----- Recorded information
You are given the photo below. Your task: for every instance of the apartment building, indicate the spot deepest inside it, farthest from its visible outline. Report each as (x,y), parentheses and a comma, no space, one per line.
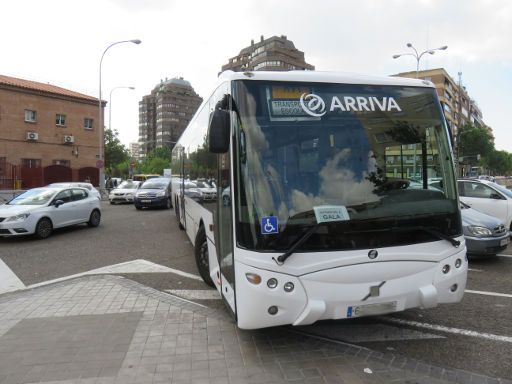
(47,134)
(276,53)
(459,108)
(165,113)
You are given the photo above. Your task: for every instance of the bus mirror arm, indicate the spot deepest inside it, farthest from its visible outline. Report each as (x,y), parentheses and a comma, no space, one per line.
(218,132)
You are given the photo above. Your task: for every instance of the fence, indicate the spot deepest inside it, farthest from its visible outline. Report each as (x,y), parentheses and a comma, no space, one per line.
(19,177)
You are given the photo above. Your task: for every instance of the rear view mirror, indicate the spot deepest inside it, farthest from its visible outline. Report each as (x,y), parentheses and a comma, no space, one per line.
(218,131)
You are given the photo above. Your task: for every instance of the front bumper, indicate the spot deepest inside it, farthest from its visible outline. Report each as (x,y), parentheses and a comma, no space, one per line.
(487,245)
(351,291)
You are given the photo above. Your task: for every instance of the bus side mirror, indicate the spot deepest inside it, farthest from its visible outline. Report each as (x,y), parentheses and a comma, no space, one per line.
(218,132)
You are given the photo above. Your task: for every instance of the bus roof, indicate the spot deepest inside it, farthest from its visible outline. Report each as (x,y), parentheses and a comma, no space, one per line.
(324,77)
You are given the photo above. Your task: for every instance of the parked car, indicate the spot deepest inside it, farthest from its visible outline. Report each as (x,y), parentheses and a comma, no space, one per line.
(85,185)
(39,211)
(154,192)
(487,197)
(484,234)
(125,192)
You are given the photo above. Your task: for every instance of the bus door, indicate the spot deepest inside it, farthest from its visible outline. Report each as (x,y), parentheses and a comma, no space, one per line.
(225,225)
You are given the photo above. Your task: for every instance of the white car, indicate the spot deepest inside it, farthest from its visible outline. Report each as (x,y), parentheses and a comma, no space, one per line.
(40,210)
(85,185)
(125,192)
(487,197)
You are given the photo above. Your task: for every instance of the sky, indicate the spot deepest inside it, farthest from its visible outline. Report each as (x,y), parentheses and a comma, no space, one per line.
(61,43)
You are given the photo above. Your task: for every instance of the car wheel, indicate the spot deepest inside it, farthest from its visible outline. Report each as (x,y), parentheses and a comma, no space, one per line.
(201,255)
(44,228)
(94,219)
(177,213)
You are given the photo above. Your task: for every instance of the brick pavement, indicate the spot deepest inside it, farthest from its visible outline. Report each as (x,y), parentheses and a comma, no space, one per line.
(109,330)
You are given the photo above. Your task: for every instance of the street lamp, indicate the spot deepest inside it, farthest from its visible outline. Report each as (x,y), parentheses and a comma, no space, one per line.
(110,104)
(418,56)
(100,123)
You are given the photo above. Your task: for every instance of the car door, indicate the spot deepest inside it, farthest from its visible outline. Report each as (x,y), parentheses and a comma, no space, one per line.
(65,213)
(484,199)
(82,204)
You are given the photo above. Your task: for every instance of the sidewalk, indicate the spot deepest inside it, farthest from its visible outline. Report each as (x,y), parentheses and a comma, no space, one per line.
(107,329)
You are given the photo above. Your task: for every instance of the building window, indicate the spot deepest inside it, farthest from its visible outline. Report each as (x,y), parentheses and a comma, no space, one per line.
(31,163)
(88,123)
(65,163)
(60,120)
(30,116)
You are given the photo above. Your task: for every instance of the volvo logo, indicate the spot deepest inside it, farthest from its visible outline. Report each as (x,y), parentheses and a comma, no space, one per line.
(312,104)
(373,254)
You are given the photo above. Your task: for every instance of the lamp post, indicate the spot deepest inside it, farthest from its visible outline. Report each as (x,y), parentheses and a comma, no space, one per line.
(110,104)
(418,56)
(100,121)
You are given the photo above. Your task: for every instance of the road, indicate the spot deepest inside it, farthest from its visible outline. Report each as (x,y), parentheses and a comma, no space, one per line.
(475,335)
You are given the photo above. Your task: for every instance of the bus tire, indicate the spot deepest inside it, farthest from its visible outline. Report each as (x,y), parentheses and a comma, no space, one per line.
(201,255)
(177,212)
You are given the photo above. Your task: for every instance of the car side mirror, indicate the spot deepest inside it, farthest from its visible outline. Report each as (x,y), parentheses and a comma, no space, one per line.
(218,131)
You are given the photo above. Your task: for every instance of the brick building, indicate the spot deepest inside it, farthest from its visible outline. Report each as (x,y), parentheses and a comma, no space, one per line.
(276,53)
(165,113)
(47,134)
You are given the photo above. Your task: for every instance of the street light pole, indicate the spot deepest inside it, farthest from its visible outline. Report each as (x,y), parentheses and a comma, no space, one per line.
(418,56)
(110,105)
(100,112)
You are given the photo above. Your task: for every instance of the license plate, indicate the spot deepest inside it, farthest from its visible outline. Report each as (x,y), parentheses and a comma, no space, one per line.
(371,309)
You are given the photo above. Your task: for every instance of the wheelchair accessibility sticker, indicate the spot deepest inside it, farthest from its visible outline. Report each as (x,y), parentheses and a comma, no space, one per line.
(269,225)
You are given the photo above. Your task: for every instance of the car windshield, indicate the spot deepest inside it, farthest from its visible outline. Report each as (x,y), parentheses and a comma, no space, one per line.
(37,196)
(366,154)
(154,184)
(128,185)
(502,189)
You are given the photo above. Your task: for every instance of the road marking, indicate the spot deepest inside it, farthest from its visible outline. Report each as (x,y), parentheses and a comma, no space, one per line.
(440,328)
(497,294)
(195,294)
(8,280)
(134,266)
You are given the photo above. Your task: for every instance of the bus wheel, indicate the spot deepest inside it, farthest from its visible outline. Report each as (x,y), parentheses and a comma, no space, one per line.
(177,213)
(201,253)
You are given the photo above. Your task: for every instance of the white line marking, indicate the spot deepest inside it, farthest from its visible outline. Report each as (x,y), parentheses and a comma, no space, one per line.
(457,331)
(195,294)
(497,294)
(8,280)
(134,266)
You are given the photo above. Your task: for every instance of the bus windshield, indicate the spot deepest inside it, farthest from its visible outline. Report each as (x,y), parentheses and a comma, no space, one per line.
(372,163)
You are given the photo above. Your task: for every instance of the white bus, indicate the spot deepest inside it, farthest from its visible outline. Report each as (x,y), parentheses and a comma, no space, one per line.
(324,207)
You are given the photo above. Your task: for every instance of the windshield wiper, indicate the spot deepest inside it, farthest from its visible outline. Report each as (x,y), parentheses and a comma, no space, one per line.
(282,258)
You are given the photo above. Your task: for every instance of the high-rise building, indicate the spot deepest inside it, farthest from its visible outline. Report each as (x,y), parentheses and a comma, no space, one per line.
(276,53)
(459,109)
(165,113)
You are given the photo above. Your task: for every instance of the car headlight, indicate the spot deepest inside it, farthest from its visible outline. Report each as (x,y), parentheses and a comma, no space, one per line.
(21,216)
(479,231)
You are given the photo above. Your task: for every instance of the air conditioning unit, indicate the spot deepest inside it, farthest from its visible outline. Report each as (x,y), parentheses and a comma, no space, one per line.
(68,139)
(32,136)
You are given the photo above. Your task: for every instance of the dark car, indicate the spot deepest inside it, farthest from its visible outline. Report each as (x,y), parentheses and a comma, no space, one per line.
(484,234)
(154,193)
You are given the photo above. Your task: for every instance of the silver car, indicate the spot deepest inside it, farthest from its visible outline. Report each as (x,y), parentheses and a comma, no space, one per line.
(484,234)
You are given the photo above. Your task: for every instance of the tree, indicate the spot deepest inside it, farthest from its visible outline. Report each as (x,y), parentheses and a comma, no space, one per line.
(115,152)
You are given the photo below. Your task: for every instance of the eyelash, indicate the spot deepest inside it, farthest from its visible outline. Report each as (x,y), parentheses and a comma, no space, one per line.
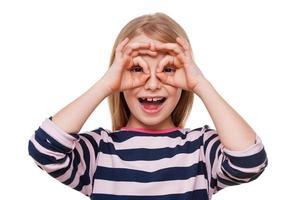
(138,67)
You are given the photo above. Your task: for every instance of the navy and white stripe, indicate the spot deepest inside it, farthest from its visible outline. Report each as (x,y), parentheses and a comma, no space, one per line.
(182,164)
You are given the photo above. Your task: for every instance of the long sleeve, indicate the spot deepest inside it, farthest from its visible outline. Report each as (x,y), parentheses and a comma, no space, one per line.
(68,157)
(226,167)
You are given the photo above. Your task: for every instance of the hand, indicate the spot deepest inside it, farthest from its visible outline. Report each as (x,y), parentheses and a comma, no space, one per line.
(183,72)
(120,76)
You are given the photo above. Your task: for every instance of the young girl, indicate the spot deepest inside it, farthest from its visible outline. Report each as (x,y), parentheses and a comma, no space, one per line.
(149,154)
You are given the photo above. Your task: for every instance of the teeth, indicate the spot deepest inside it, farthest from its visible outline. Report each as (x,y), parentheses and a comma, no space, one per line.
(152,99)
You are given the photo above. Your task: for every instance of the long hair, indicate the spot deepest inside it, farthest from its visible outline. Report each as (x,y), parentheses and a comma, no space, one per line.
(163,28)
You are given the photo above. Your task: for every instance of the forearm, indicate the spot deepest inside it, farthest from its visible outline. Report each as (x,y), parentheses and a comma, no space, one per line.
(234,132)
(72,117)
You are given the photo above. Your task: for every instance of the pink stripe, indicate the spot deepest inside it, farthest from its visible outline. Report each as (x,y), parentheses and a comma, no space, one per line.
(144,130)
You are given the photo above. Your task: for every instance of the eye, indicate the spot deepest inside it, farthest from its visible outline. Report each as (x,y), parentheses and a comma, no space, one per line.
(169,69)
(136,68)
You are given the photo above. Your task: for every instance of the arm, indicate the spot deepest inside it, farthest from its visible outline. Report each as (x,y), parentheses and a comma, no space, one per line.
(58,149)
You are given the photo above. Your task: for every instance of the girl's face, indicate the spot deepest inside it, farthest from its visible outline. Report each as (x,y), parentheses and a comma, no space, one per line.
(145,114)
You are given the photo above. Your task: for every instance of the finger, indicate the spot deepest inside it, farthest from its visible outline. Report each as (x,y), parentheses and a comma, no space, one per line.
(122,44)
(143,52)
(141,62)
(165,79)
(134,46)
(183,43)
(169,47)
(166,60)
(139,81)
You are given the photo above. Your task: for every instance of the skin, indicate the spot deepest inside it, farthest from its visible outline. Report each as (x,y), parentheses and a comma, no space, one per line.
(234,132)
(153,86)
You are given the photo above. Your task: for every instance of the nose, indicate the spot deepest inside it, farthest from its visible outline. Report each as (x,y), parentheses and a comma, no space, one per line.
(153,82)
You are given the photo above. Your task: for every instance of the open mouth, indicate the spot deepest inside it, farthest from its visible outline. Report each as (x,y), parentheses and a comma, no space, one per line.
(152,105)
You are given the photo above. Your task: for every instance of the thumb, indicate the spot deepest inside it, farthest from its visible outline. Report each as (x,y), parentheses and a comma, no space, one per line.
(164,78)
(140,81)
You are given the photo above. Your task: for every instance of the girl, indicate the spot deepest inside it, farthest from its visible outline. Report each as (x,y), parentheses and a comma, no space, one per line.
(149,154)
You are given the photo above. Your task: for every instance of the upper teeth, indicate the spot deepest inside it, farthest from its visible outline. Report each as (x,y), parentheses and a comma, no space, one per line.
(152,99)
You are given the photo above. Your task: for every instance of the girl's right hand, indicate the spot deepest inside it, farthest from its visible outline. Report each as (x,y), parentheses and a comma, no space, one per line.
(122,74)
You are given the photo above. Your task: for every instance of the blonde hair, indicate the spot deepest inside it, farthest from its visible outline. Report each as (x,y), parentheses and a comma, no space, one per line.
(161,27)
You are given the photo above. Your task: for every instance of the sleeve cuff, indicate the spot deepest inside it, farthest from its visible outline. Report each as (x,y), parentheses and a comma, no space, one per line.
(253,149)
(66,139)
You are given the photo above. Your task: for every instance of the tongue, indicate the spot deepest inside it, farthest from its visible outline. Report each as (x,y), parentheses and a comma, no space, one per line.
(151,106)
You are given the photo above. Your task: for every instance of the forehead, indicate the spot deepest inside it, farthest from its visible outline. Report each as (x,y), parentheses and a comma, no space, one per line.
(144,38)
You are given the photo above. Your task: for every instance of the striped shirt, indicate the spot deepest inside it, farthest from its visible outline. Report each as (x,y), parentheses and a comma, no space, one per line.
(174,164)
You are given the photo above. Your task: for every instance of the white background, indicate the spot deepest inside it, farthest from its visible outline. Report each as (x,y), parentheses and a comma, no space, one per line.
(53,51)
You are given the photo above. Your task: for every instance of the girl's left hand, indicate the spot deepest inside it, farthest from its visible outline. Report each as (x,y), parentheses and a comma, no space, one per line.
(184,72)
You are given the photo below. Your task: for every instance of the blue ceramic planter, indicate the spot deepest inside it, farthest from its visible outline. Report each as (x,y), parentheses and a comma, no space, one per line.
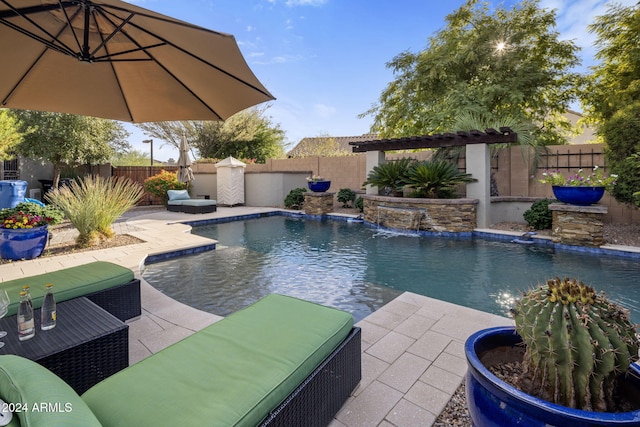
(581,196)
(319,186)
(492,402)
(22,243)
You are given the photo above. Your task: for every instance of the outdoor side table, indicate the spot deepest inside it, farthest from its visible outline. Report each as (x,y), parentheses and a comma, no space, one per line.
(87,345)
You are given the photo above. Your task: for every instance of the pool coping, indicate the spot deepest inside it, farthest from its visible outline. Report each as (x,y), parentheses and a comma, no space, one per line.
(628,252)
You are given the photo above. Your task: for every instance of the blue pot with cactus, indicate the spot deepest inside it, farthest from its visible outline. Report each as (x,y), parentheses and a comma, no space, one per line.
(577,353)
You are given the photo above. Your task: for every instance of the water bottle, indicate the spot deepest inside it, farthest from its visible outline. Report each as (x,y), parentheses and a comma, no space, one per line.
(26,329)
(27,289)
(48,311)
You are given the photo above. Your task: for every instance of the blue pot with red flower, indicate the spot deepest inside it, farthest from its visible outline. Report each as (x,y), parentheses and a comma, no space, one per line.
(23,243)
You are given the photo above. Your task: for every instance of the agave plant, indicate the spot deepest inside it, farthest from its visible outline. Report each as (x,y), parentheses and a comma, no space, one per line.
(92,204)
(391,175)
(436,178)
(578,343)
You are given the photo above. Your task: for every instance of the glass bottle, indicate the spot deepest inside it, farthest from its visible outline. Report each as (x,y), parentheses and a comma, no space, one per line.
----------
- _The task_
Could you return exactly the lines starting with the one that contains "the blue ceramic" and ending with the last line of the data above? Leave the pictures out.

- _Solved exercise_
You are given the photo below. Your task: for every instance of the blue ceramic planter, indicate the spot deepest inside it, farthest from its visible outline. Report each as (x,y), parentheses and a comma, no space, one per line.
(581,196)
(319,186)
(492,402)
(22,243)
You are given the photo above. Your task: for every instance of the outdoor side table, indicate the spot deepest inside it, farthest from its visible outline. Report each as (x,y), parentheses and a comma, no space, one per line.
(87,345)
You are given the photo above. Your task: for every instance of the pool coping, indicate the spot deepest inside it, farthest from its visible outline. Report each as (x,y), parentheses and a comma, no space, one per line.
(628,252)
You are given the photo above. Your task: for every instance of the blue pot with cactus, indicate the spot deepest inside it, farthest from its visible outline. Report each as (x,y), parentheses and a comma, no space, one per line.
(577,353)
You are given the photo above. Your task: for every instance of the water bottle, indicate the spot deepest inside it, farthest from its visible outline. Report each as (x,y), parentheses and a comma, no space, one per line.
(26,329)
(27,289)
(48,311)
You are given the photo above. Your task: for every instance of the blue pot with red flower, indicate the spot deepest inside it, farthest from its visible outline. Report each as (x,y), parentheses and a comma, no space, one per line.
(23,243)
You are given the photo above. Your task: for every instance of the agave plant, indicate the spot deepest inside it, farthest from its visible outline. Report each as (x,y), parentheses and a comma, no space, one per line.
(92,204)
(391,175)
(436,178)
(578,343)
You are given the photo above. Your task: for every instance of the glass bottle, indicate the spot deepest inside it, farthest from its visible outline. Report each as (x,y), parentheses and a comma, no space, one per line.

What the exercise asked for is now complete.